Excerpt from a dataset
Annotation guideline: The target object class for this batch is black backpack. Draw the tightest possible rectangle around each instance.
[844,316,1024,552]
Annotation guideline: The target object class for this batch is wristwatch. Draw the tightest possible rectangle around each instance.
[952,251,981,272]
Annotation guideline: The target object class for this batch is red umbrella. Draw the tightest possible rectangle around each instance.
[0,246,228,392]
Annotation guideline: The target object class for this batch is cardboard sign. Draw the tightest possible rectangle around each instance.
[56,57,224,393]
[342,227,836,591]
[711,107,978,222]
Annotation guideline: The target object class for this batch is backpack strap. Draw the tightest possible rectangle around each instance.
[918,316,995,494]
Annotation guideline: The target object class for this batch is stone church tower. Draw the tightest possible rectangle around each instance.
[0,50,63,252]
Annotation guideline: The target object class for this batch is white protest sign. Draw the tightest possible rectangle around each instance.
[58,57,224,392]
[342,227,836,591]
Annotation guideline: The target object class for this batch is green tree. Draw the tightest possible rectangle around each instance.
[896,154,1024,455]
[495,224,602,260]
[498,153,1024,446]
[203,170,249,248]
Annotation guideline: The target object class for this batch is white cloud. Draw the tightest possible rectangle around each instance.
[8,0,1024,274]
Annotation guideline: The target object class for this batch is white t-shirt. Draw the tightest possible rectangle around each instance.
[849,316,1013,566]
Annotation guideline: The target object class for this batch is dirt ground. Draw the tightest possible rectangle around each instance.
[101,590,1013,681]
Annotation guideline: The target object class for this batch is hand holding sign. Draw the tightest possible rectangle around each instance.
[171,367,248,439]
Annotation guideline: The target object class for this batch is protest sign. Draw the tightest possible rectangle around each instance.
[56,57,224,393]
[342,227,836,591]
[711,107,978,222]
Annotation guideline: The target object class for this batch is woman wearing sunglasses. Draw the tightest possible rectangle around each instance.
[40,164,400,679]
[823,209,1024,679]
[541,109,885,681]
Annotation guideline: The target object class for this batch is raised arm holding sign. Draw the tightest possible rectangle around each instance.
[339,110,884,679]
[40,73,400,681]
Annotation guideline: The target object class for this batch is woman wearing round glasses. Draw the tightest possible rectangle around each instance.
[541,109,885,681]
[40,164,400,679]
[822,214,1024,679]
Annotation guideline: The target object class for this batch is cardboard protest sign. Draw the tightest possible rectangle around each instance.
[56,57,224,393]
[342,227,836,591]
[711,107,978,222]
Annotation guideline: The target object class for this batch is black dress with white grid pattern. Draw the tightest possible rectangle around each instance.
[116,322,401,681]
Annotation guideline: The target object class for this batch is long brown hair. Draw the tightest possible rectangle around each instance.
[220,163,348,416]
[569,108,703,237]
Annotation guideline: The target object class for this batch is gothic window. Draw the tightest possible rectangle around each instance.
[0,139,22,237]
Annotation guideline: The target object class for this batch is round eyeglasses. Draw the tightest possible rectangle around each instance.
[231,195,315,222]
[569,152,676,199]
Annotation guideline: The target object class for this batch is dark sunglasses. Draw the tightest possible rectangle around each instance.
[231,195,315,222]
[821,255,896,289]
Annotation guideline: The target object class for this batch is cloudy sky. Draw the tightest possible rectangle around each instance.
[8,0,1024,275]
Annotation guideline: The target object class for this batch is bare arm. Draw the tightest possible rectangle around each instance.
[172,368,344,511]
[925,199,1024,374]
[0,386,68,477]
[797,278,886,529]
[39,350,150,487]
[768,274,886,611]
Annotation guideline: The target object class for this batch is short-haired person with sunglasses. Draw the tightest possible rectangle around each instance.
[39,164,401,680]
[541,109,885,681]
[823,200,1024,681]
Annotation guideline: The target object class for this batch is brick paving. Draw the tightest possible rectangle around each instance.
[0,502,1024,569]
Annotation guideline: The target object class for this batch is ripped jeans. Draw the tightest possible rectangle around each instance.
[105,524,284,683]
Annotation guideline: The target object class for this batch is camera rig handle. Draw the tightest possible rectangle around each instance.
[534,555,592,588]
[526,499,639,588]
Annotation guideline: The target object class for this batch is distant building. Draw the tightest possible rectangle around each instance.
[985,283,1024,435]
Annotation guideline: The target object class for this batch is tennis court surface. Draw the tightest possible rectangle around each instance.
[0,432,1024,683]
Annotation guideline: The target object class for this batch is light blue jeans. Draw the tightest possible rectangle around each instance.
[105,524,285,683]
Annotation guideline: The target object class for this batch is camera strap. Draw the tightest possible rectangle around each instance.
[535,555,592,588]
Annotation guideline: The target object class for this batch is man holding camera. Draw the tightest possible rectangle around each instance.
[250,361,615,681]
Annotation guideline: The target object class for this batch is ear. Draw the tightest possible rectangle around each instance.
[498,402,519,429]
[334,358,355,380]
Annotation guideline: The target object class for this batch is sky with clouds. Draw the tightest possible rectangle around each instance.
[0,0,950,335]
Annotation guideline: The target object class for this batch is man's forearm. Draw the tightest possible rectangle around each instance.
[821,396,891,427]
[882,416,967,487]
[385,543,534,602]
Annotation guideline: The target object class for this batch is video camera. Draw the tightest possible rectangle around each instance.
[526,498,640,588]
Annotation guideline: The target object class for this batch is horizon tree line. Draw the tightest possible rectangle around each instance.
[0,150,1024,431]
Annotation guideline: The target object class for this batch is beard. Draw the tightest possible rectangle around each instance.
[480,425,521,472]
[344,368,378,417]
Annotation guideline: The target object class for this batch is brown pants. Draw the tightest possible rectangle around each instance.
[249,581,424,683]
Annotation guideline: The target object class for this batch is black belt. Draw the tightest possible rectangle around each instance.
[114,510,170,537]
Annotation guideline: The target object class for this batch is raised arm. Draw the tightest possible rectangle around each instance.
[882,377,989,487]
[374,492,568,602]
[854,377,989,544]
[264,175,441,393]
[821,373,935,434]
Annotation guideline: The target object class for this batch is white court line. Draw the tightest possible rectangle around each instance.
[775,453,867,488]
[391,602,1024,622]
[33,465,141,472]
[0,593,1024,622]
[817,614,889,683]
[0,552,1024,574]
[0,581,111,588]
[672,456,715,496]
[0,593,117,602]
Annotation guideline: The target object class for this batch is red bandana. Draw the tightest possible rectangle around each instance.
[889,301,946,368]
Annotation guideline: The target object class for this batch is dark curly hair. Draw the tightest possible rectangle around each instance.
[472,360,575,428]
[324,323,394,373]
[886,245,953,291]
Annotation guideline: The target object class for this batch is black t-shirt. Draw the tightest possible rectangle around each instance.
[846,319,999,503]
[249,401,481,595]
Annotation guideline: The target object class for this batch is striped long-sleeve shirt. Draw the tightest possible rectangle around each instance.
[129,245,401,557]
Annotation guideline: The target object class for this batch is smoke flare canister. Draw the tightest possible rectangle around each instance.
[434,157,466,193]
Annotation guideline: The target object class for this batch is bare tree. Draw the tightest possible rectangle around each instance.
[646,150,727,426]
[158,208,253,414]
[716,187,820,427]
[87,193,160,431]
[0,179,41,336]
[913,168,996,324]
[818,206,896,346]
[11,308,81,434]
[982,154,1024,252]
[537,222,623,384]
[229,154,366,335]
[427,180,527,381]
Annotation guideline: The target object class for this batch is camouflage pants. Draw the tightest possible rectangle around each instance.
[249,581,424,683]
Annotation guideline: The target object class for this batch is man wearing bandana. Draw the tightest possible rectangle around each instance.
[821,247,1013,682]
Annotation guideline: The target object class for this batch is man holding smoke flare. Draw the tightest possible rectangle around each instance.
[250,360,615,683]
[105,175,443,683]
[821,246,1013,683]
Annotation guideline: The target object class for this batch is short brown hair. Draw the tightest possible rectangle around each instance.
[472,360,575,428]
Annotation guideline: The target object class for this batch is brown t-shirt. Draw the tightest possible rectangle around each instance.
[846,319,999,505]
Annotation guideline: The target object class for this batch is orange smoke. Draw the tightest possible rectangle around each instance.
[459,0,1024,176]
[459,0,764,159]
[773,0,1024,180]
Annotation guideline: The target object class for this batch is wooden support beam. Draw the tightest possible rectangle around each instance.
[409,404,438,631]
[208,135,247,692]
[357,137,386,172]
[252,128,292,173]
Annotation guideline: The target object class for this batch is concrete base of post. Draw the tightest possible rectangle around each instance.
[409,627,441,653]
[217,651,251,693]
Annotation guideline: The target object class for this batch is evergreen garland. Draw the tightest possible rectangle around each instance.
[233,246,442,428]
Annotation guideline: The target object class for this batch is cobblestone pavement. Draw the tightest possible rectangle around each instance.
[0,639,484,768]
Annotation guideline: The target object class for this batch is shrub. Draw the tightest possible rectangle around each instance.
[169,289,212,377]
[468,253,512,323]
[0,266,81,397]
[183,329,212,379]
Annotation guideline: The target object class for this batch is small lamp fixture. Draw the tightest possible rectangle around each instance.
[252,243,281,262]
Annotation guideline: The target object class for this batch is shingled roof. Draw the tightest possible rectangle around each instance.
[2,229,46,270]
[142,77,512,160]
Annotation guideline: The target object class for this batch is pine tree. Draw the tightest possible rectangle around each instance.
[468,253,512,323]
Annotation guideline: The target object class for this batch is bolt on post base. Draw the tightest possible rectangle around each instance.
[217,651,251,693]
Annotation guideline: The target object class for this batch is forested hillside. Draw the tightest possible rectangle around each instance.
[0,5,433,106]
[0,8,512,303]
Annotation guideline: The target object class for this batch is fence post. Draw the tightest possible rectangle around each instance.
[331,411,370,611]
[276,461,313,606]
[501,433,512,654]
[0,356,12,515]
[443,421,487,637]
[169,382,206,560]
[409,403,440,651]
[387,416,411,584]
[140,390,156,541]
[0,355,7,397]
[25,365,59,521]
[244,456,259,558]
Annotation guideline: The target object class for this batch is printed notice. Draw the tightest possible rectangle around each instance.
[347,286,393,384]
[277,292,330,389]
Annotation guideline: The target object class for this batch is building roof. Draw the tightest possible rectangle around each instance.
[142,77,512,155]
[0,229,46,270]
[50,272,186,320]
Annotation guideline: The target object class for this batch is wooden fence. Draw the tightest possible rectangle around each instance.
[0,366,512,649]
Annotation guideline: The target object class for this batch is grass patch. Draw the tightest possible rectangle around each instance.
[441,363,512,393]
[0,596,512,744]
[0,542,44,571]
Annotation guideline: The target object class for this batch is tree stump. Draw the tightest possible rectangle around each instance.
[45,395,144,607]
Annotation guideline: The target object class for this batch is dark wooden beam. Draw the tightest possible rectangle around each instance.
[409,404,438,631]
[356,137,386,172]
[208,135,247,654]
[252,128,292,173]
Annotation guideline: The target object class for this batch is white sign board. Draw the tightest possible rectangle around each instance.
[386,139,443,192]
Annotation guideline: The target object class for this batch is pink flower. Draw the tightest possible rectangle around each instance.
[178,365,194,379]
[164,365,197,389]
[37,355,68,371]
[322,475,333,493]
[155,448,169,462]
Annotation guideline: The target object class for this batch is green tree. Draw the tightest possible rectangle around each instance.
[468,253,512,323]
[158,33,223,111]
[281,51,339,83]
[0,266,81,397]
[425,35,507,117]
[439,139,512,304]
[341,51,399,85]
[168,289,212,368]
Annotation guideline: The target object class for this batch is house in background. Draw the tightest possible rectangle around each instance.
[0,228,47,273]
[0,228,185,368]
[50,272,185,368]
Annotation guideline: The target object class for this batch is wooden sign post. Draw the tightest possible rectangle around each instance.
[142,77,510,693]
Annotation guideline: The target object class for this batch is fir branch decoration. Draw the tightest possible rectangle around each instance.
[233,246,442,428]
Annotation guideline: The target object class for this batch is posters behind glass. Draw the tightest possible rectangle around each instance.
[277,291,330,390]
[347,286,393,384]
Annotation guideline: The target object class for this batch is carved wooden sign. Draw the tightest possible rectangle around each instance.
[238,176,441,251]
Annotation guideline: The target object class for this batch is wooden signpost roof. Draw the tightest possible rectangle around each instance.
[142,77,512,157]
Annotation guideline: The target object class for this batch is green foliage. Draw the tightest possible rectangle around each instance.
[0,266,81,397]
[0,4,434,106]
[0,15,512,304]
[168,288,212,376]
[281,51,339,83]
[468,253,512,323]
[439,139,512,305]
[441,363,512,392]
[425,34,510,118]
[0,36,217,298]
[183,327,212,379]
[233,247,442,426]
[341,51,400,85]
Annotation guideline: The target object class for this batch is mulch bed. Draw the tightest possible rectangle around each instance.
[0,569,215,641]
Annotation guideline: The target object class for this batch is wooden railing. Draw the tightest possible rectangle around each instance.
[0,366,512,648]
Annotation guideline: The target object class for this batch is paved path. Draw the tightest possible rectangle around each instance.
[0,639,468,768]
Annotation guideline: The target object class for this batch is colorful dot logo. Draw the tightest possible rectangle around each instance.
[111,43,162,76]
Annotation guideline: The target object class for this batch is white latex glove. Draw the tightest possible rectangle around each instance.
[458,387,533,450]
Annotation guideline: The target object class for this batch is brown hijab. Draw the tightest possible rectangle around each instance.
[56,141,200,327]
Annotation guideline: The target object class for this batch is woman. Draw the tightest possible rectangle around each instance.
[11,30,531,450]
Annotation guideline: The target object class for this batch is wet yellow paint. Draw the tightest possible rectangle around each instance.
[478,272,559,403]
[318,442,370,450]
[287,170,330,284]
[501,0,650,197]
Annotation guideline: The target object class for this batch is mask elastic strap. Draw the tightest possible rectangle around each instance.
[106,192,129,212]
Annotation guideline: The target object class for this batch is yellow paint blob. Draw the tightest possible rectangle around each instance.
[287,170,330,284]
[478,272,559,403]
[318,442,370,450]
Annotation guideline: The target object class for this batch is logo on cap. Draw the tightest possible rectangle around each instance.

■ **AIM**
Shift every bounding box coordinate in the answers by adding 50 to each number, and give again only the material starting at the line that contains "batch is dirt" and ending at the line that contains "[101,590,1013,681]", requests included.

■ **SOLVED EXERCISE**
Annotation guideline: The target object class for this batch is dirt ground. Draw the tightest possible rectangle around each instance.
[151,640,1063,731]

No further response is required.